Exactly as written, print each of the entries.

Region pointing data:
------------------------

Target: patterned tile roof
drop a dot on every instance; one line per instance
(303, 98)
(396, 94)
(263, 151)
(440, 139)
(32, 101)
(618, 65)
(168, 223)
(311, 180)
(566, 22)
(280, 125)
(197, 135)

------------------------

# Task output
Target: patterned tile roof
drop a dot on every instance; one line per instance
(303, 98)
(396, 94)
(263, 151)
(440, 139)
(32, 101)
(618, 65)
(168, 223)
(311, 180)
(566, 22)
(280, 125)
(197, 135)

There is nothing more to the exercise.